▶ [Exercise details]
From the records that follow, give the number of lines that include the word "navy", with no further words.

▶ [Records shown]
++++++++++

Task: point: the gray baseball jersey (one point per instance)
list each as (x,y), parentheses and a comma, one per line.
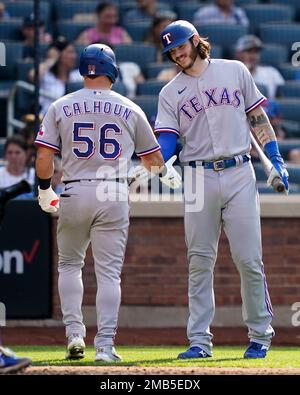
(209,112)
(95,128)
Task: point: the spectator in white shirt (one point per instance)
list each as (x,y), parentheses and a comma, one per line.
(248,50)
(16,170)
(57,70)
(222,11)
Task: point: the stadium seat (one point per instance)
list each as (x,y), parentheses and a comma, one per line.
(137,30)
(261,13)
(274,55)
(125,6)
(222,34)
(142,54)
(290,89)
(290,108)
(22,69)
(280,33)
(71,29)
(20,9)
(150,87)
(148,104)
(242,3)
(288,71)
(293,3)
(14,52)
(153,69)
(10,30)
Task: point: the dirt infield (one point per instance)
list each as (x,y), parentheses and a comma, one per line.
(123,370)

++++++++++

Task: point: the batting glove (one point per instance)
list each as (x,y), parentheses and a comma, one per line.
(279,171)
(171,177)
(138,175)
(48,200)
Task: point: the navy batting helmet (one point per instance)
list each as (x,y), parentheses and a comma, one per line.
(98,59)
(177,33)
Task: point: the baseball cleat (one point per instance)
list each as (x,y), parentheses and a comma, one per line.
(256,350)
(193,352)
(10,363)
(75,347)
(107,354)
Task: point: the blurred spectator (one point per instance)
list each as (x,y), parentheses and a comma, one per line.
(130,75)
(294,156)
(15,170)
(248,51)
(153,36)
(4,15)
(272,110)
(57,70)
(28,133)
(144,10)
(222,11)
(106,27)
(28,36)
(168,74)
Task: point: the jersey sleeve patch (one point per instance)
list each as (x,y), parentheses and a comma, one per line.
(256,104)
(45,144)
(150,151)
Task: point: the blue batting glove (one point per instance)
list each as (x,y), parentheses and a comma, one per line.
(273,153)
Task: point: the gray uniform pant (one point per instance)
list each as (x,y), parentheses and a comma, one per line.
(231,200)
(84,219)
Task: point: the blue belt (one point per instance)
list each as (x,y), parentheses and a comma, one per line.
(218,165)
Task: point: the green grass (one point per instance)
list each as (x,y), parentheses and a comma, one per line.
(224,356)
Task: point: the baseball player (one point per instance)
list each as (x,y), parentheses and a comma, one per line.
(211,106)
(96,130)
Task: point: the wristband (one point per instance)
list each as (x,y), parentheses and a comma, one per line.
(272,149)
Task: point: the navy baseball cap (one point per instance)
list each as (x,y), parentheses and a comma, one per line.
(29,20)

++++++++++

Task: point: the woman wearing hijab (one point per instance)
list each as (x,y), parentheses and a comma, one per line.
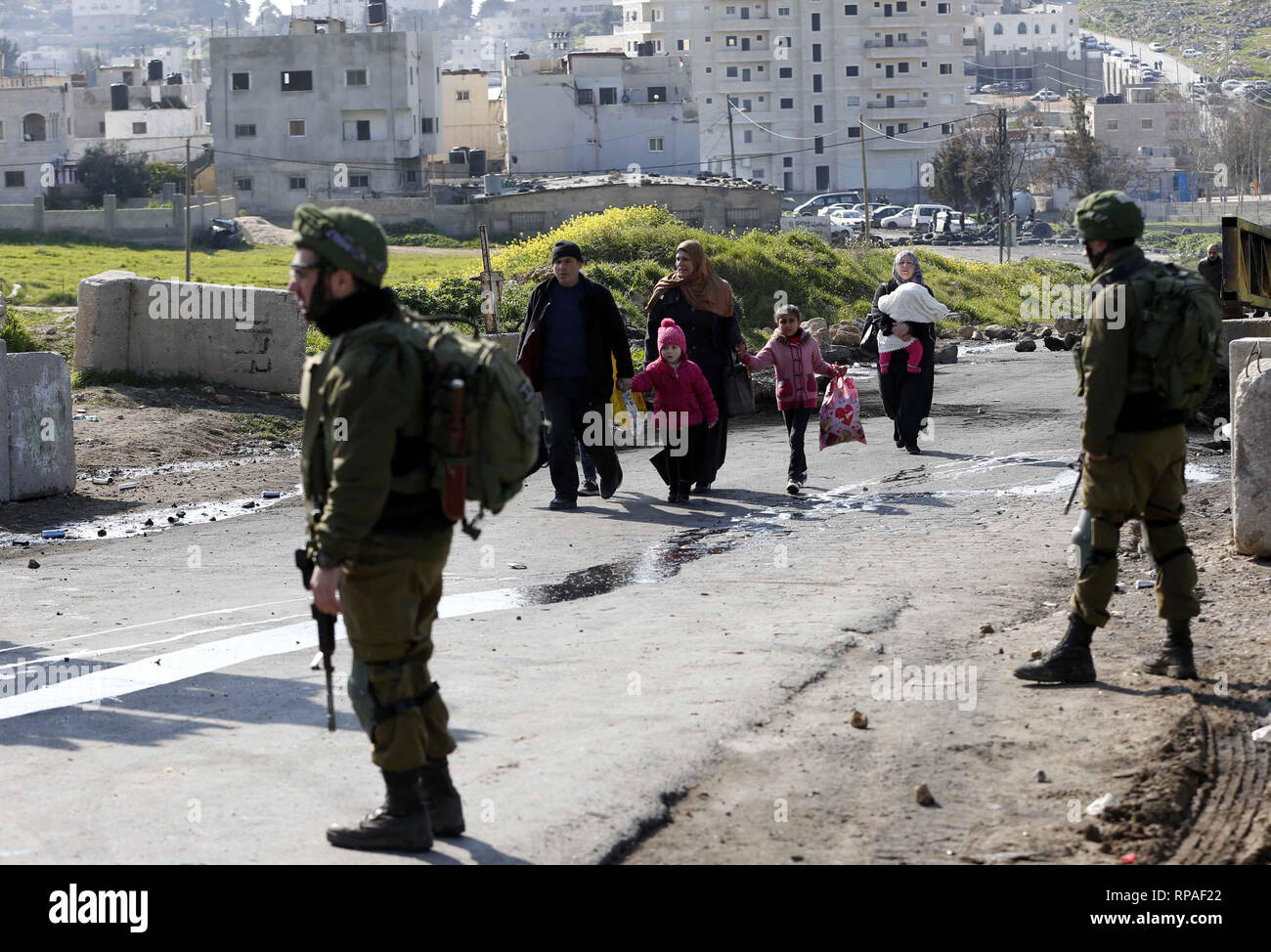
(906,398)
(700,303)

++++++++++

▶ [Answer space]
2